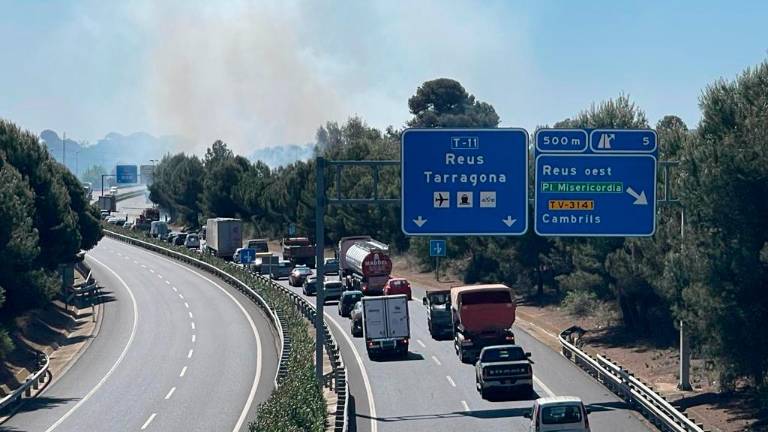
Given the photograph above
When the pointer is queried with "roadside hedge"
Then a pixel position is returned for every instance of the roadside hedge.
(298, 404)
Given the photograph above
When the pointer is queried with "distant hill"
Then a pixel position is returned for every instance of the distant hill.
(283, 155)
(134, 149)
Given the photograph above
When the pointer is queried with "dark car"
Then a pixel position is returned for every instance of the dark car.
(348, 300)
(298, 275)
(331, 266)
(310, 286)
(179, 239)
(356, 317)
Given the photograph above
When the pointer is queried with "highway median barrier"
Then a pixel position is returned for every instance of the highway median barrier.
(297, 403)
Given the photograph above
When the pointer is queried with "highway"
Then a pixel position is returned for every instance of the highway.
(177, 350)
(433, 390)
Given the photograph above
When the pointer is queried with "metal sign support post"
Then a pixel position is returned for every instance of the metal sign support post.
(684, 380)
(321, 201)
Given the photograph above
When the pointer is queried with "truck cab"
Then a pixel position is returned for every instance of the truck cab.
(438, 304)
(482, 315)
(503, 367)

----

» **Request**: From the entries above, select and copy every line that contains the string "median". Treat the match as case-sensitive.

» **Response to the exercise**:
When the pointer is queried with "highway median barrier"
Then a pixel position is returned for every instance of the highway median barrier.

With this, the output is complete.